[Short problem]: Count the lines in the material below that contain the string "white". Give only the number.

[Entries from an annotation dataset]
────────
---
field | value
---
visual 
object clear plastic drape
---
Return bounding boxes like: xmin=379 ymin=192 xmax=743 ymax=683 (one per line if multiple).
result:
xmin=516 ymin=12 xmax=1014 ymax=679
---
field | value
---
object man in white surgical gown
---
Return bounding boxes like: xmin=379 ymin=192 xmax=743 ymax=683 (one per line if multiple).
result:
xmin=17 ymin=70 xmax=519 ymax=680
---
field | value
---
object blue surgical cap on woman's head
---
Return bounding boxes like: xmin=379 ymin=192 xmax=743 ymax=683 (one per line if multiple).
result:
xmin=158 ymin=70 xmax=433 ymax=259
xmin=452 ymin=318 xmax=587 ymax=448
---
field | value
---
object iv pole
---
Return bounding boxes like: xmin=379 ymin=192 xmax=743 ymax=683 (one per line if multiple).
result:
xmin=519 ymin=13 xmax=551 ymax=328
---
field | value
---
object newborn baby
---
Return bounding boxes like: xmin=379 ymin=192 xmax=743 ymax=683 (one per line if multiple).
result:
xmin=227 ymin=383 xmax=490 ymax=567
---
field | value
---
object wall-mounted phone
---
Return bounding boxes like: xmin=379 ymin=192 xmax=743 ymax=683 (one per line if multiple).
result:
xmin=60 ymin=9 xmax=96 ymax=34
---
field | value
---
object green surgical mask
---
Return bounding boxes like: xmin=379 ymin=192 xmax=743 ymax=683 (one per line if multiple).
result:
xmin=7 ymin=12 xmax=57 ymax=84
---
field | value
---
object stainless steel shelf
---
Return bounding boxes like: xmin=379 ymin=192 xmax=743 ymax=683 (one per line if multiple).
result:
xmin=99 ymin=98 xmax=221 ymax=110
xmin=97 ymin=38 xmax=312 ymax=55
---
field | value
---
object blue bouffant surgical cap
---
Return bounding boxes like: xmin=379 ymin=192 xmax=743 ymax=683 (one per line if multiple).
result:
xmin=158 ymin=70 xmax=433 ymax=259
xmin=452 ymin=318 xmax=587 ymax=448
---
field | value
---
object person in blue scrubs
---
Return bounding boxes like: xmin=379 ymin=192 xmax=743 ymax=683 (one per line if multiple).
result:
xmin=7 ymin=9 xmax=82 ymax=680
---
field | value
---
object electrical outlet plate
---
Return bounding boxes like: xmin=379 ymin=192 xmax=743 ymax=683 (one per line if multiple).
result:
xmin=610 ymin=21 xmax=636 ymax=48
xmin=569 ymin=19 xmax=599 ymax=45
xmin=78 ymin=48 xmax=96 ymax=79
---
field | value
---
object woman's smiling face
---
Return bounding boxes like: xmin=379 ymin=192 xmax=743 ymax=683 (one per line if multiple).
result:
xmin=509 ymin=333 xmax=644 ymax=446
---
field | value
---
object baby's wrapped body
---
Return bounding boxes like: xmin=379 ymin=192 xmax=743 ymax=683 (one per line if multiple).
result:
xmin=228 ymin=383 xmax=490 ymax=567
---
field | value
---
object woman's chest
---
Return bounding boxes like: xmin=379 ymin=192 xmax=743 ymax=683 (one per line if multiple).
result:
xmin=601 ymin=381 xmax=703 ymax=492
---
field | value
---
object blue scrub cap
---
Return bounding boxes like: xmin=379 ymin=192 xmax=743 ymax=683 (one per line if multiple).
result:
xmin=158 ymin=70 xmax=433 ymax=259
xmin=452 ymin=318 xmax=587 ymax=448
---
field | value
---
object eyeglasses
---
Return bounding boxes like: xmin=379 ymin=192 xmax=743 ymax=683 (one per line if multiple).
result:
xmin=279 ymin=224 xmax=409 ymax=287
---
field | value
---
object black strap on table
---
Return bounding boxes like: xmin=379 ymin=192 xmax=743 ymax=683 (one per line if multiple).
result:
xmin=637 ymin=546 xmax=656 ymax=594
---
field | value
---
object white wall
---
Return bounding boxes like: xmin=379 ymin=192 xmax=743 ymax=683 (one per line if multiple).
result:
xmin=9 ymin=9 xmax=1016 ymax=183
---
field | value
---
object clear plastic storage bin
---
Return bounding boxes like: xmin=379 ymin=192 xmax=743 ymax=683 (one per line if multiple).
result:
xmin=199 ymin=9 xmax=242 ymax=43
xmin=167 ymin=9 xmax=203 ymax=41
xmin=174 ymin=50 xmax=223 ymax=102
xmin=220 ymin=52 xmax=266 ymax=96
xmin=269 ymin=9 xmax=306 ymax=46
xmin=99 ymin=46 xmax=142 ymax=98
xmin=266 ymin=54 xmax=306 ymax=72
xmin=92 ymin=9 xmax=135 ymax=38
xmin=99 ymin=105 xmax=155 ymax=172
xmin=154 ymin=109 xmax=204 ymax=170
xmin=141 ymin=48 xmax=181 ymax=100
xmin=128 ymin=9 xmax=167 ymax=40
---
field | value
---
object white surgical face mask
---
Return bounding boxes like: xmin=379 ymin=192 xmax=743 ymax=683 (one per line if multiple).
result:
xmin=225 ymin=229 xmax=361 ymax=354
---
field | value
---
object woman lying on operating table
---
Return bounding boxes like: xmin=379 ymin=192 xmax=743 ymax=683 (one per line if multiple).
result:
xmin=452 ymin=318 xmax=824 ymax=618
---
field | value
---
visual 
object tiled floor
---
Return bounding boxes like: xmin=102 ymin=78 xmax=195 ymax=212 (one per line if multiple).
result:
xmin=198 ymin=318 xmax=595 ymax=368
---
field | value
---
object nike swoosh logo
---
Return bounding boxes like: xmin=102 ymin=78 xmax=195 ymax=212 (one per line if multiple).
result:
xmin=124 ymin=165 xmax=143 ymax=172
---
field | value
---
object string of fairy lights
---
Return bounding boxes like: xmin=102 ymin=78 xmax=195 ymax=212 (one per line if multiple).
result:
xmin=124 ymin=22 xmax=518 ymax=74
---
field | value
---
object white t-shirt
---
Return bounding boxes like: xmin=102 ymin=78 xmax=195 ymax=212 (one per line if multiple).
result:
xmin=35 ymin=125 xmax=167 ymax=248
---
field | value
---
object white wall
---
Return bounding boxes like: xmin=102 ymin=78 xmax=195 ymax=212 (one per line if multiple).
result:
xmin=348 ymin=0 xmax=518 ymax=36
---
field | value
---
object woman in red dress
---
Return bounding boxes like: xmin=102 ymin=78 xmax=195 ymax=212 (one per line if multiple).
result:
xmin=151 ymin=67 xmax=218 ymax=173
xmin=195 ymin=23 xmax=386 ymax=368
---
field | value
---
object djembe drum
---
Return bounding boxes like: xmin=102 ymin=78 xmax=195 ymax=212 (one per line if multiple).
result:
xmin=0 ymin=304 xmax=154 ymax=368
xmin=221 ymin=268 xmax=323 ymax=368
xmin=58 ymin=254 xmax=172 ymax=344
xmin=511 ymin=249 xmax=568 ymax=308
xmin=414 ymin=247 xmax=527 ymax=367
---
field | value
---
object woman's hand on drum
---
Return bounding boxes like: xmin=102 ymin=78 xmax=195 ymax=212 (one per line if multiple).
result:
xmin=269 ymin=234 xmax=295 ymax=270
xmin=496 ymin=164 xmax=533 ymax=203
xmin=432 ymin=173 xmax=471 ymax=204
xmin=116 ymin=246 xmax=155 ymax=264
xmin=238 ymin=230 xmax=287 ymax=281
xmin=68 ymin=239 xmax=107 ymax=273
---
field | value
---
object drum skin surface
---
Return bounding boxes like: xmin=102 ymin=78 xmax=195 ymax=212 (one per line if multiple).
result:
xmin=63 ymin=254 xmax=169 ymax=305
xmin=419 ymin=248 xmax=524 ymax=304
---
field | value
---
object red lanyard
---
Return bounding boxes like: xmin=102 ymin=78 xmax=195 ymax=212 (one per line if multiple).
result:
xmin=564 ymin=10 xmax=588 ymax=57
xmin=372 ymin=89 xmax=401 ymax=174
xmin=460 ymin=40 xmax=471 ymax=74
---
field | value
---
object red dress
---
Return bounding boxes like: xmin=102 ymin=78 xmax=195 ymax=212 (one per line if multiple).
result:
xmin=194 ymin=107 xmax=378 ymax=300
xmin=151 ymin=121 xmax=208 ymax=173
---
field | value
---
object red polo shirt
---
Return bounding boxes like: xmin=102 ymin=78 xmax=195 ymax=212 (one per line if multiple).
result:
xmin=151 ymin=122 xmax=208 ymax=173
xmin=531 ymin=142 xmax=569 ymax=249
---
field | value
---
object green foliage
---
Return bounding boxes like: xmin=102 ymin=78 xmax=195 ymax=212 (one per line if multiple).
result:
────────
[Result for this task]: 5